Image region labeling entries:

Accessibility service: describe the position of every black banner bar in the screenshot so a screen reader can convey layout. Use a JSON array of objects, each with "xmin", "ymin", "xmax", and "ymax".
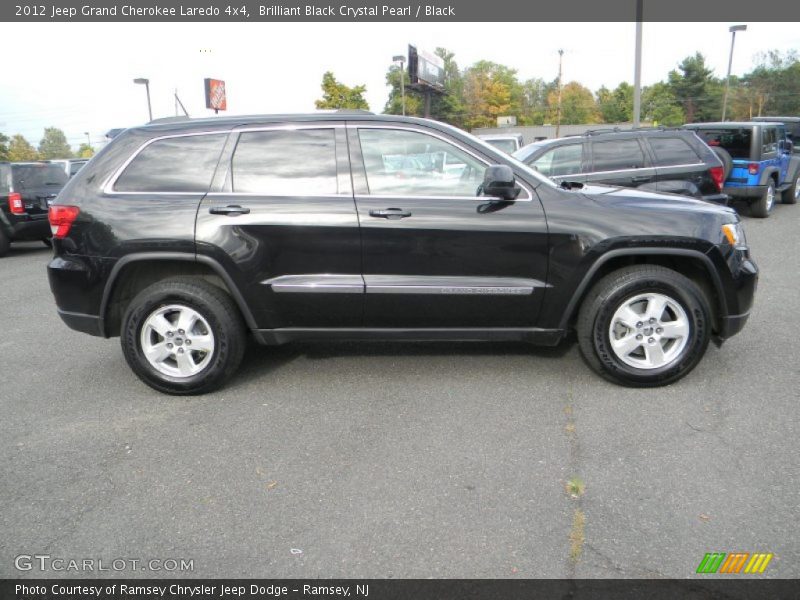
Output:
[
  {"xmin": 0, "ymin": 576, "xmax": 800, "ymax": 600},
  {"xmin": 0, "ymin": 0, "xmax": 800, "ymax": 22}
]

TASK INSTRUCTIONS: Rewrite the listing, replacing "black banner bar" with "dark strip" and changing nothing else. Leave the pictures out.

SOLUTION FOR THIS EXERCISE:
Accessibility service: describe the position of every dark strip in the screenshot so a screen reader can convey layout. Use a JSON array of objects, each with "xmin", "ymin", "xmax", and "ymax".
Output:
[
  {"xmin": 0, "ymin": 576, "xmax": 800, "ymax": 600},
  {"xmin": 0, "ymin": 0, "xmax": 800, "ymax": 22}
]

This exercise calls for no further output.